## Material supplied
/---

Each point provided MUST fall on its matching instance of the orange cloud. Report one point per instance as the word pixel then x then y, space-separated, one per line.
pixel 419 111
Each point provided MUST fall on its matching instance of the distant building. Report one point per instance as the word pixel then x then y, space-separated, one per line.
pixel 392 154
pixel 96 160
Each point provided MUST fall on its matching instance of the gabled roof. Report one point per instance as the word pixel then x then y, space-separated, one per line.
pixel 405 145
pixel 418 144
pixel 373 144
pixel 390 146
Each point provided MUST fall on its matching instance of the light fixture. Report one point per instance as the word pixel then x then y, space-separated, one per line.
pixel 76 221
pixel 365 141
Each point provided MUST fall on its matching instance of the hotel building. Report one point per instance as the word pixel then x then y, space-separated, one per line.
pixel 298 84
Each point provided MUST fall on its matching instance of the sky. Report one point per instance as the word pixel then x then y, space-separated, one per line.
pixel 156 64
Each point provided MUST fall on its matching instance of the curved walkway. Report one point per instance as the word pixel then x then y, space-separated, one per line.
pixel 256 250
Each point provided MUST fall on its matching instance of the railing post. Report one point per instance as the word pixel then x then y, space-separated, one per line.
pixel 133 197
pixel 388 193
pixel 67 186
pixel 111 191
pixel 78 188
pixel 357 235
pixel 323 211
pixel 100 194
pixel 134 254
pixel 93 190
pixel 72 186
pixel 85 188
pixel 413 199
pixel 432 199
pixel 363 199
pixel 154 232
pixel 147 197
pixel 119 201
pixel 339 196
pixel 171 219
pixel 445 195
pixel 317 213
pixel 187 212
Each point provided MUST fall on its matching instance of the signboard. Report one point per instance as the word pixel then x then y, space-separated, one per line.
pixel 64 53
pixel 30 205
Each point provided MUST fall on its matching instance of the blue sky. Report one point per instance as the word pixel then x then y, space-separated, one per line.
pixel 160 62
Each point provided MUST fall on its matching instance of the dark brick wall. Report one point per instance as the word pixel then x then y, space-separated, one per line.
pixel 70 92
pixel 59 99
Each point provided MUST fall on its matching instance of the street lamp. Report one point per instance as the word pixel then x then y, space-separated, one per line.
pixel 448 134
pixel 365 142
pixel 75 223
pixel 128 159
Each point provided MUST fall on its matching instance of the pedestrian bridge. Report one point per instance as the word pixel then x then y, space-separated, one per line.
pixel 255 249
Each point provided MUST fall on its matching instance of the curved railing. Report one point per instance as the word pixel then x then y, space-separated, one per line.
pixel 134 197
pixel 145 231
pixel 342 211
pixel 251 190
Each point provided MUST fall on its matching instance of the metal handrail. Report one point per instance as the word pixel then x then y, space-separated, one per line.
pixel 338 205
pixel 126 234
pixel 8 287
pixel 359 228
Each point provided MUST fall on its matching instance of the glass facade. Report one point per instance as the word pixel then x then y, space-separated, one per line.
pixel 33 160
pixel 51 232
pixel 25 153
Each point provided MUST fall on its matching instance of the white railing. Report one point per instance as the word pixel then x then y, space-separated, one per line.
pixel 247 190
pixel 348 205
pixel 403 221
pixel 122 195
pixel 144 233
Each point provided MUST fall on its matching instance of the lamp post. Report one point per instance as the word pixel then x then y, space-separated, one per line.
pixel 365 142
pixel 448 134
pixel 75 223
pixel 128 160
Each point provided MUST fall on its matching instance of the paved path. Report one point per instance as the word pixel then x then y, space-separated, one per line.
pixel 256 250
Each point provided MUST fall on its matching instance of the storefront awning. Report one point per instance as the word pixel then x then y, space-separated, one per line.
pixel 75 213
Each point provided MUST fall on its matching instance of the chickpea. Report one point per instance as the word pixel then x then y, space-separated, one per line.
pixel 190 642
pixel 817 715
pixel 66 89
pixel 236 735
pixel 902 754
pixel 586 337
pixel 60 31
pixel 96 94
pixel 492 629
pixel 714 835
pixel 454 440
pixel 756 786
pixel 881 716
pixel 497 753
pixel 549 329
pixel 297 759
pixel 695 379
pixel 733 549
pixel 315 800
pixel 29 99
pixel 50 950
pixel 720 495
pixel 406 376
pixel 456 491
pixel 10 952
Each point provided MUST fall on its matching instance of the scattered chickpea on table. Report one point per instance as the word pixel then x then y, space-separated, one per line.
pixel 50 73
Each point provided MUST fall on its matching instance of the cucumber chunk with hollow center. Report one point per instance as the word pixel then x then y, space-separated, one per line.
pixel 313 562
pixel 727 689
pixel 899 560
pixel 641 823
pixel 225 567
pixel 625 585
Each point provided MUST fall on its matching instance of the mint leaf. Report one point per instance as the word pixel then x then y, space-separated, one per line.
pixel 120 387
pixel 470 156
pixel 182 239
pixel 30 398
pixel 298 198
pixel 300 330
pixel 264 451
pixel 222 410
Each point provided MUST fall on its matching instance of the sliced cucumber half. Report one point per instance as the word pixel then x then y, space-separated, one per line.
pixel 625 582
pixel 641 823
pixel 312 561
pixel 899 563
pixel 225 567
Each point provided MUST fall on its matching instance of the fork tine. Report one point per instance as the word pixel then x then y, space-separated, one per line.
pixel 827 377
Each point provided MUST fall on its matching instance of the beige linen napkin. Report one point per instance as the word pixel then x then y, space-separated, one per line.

\---

## Task goal
Please repeat all of the rows above, replacing "space-separated" with "separated by single spaces" wherever it occurs and leaving everything else unchanged.

## Exercise result
Each point provided MUST fall on its matching instance of the orange cloud. Report one point per instance as the word pixel then x then y, separated by single spaces, one per line.
pixel 419 111
Each point provided MUST fall on its matching instance of the distant building. Report one point per instance as the word pixel then x then y, separated by single spaces, one per line.
pixel 392 154
pixel 96 160
Each point provided MUST fall on its matching instance of the gabled roof. Report one point per instance as the word pixel then x then y, separated by single spaces, one per line.
pixel 405 145
pixel 418 144
pixel 373 144
pixel 390 146
Each point provided MUST fall on its matching instance of the light fixture. Report one point per instance as the word pixel then x then y, separated by single spaces, one per line.
pixel 76 221
pixel 365 141
Each point provided MUST fall on its matching instance of the hotel building. Report one point per instance as the word pixel then x then y, separated by single spaces, one per line.
pixel 298 84
Each point provided MUST fall on its matching instance of the sky. Report one point per instance as the word pixel then x then y, separated by single spaces, one per line.
pixel 156 64
Each point provided MUST fall on its matching instance of the curved walkway. Report one point per instance as the word pixel then x then y, separated by single spaces, one per line.
pixel 256 250
Each point provided MUST fall on its matching instance of the railing post. Report one point per instance as the word pixel then x then y, separated by single spaces, one per line.
pixel 133 197
pixel 388 193
pixel 67 186
pixel 111 191
pixel 78 188
pixel 357 235
pixel 323 211
pixel 100 194
pixel 134 254
pixel 93 190
pixel 72 186
pixel 85 188
pixel 413 199
pixel 432 199
pixel 363 199
pixel 154 232
pixel 147 197
pixel 119 201
pixel 339 196
pixel 171 219
pixel 445 195
pixel 317 213
pixel 187 212
Each point provided MUST fall on its matching instance of the signboard. Report one point per instance as the word pixel then x then y, separated by single spaces, one per line.
pixel 64 53
pixel 30 205
Each point provided MUST fall on its matching instance of the blue sky. Report one point per instance as the word pixel then x then y, separated by single spaces, one per line.
pixel 160 62
Each point provided MUST fall on its matching instance of the dark brick wall. Report one point per instance as the word pixel then x then y, separated by single spaces, one per line.
pixel 70 92
pixel 59 99
Each point provided MUST fall on its matching instance of the street lamp. Report one point per instance as the word pixel then x then y, separated by single spaces, one per line.
pixel 448 134
pixel 365 142
pixel 75 223
pixel 128 159
Each point provided MUST fall on its matching instance of the pedestrian bridge. Report one point per instance as the word pixel then x then y, separated by single spaces, one per line.
pixel 255 249
Each point provided MUST fall on its matching instance of the curved railing. Report one point per instance as the word pixel then x then y, separated by single spaces, one per line.
pixel 134 197
pixel 145 231
pixel 342 211
pixel 251 190
Each point provided MUST fall on its matching instance of the metal handrail. Report one point per instance as the word pixel then x then y, separated by single spaces, one per line.
pixel 338 205
pixel 126 234
pixel 8 287
pixel 359 228
Each point provided MUST fall on its matching instance of the glass facade. Report one point per instance as the word pixel then x then y, separated by single spaces, one per line.
pixel 33 160
pixel 51 232
pixel 25 153
Each point provided MUST fall on its matching instance of the white railing. Report one point per instance as the word pixel then x then y, separated by single spaces, one per line.
pixel 247 190
pixel 348 205
pixel 403 221
pixel 122 195
pixel 144 233
Each point provided MUST fall on its matching instance of the lamp post. Report one point per instance as the word pixel then x then y, separated by single spaces, one per line.
pixel 365 142
pixel 448 134
pixel 75 223
pixel 128 160
Each point provided MUST fall on its matching instance of the paved path. Report one point per instance as the word pixel then x then y, separated by single spaces, one per line.
pixel 256 250
Each point provided MUST fall on its matching instance of the storefront awning. Report one point per instance as the word pixel then x then y, separated by single spaces, one per line.
pixel 75 213
Each point provided MUST fall on its matching instance of the chickpea. Report one point per instance as the word pixel then x then y, separated by single spaces, one per line.
pixel 190 642
pixel 817 715
pixel 66 89
pixel 236 735
pixel 902 754
pixel 586 337
pixel 60 31
pixel 96 94
pixel 492 629
pixel 714 835
pixel 454 440
pixel 756 786
pixel 881 716
pixel 497 753
pixel 549 329
pixel 297 759
pixel 695 379
pixel 733 549
pixel 315 800
pixel 29 99
pixel 50 950
pixel 720 495
pixel 406 376
pixel 456 491
pixel 10 952
Each point provided MUST fall on its matching instance of the scattered chickpea on table. Report one point per instance as the word pixel then x then y, separated by single spaces, one per line.
pixel 50 73
Each point provided MUST fall on its matching instance of the cucumber chunk with hollow center. Report one point per instance as the word pixel then x then y, separated by single spaces, one per line.
pixel 313 562
pixel 727 689
pixel 899 560
pixel 641 823
pixel 225 567
pixel 625 585
Each point provided MUST fall on its matching instance of the mint leaf. Report one point per instance as the word pixel then x then y, separated by single spaces, one per line.
pixel 120 387
pixel 470 156
pixel 182 239
pixel 30 398
pixel 298 198
pixel 300 330
pixel 264 451
pixel 222 410
Each point provided MUST fall on its matching instance of the sliced cucumber half. Report one point per instance as the word pixel then x then y, separated by single spaces, one per line.
pixel 625 582
pixel 641 823
pixel 312 561
pixel 899 563
pixel 225 567
Each point provided MUST fall on its matching instance of the fork tine. Report one point per instance as the word pixel then x then y, separated by single spaces, one per line.
pixel 827 377
Each point provided MUST fall on its matching instance of the beige linen napkin. Report one point per instance as the word pixel then x then y, separated by single spaces, one per line.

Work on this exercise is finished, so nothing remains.